§ Exercise input
■ ■ ■ ■
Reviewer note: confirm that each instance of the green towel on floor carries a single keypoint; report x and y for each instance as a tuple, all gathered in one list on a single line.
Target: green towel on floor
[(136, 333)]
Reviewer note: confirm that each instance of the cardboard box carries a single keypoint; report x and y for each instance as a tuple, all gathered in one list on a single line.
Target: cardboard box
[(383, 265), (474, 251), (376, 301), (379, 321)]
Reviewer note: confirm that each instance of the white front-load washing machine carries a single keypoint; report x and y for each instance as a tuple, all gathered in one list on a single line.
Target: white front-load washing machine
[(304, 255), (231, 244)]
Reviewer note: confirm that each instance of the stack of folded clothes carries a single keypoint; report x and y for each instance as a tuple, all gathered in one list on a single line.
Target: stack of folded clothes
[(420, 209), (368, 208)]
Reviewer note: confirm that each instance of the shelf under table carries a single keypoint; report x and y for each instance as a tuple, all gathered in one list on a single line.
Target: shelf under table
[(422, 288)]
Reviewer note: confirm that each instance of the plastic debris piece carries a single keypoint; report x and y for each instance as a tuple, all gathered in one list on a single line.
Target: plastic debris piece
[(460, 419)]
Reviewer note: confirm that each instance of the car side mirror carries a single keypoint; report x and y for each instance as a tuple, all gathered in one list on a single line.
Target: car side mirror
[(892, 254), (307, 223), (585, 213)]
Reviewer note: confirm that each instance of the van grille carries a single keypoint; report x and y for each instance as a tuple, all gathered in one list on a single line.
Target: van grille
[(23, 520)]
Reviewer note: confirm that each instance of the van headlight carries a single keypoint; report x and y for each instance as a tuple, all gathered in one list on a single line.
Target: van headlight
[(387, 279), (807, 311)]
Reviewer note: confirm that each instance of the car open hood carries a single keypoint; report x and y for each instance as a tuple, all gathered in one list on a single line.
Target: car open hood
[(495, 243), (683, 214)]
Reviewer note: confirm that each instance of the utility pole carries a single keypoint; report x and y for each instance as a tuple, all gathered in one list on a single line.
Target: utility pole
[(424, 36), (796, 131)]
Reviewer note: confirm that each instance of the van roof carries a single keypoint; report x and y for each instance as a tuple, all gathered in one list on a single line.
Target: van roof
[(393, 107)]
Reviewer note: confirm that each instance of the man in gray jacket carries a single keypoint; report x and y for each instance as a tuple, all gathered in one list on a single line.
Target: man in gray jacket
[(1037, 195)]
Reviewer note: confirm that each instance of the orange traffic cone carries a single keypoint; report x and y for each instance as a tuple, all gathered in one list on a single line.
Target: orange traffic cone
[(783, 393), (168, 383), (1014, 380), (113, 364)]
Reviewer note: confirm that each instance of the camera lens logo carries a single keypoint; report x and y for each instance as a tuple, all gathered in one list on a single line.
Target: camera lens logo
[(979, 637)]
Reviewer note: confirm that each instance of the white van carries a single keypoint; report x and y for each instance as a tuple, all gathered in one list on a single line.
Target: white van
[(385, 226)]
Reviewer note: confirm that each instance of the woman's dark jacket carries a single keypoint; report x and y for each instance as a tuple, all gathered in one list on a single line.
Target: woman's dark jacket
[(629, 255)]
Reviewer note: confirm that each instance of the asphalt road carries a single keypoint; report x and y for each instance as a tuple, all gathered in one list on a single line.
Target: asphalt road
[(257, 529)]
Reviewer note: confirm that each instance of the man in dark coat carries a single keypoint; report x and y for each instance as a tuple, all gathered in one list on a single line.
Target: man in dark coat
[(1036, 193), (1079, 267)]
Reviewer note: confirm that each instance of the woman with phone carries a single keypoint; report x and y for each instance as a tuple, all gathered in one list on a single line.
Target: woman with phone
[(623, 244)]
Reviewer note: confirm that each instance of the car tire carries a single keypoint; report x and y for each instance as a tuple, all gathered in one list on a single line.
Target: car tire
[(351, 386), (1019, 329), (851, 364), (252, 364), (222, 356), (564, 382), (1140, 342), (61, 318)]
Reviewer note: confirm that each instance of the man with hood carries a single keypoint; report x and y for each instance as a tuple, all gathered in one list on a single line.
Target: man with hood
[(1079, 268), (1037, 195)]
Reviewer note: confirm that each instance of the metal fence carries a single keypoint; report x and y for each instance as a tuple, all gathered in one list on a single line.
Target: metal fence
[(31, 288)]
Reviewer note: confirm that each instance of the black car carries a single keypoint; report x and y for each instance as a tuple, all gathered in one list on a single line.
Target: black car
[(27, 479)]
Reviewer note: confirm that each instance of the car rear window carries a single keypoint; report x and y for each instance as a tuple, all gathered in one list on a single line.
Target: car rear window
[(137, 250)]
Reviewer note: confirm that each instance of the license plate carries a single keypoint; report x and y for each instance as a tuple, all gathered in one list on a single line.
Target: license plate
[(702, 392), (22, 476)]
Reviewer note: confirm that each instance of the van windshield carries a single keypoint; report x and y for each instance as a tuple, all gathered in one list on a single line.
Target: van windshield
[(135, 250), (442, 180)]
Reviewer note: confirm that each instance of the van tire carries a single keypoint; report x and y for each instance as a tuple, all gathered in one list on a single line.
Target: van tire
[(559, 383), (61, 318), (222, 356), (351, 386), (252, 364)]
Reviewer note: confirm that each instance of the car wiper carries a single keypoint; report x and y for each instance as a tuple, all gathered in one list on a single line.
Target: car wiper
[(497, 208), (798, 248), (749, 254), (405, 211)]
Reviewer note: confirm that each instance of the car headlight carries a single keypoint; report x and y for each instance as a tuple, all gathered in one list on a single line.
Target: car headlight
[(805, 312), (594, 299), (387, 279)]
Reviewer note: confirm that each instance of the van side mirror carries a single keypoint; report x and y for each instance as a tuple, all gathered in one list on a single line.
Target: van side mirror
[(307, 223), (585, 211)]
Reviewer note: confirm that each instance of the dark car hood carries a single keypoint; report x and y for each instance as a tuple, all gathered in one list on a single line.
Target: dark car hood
■ ■ ■ ■
Everything from the line containing "Reviewer note: confirm that each instance of the orange" through the line containing "Reviewer note: confirm that each instance of the car tire" in the material above should be retyped exactly, both ends included, and nothing more.

§ Final answer
Reviewer note: confirm that each instance of the orange traffic cone carries a single keypoint; report x and y for each instance as a tuple, all gathered in one list on a single line.
Target: orange traffic cone
[(783, 393), (168, 383), (1014, 380), (113, 364)]
Reviewer note: confirm that each instance of the camera lens logo carries a single keypoint; report x and y for each instance as a tuple, all gathered in one list on a single line.
Target: camera lens logo
[(979, 637)]
Reviewer note: confirm that each instance of the white van carries a single keypoint; report x and y for each instance as a tuple, all gathered in one list on a single line.
Target: white van
[(385, 226)]
Reviewer note: confirm that each instance of the woman's dark jacket carries a single keypoint; report x and y for each instance as a tuple, all gathered in one list on a single line.
Target: woman's dark jacket
[(629, 255)]
Reviewer note: confirm that each instance of the asphalt road carries a single keypoint; report x and y for each instance as a tuple, all gathered in one list on a single line.
Target: asphalt road
[(257, 529)]
Reviewer note: confirm that each instance of the man in dark coat carries a single keypoint; report x and y for each instance as a tuple, all gathered in one list on a single line.
Target: man in dark coat
[(1036, 193), (1079, 267)]
Reviewer note: confirm that each instance of the woman with phone carries a single keypoint; report x and y for each instance as a tuple, all gathered in one list on a single line.
Target: woman with phone
[(623, 244)]
Reviewer note: confirm that each instance of the car tire carries a single keypoint; report x and y for each instance as a tuple, all gathered in one list on a single line.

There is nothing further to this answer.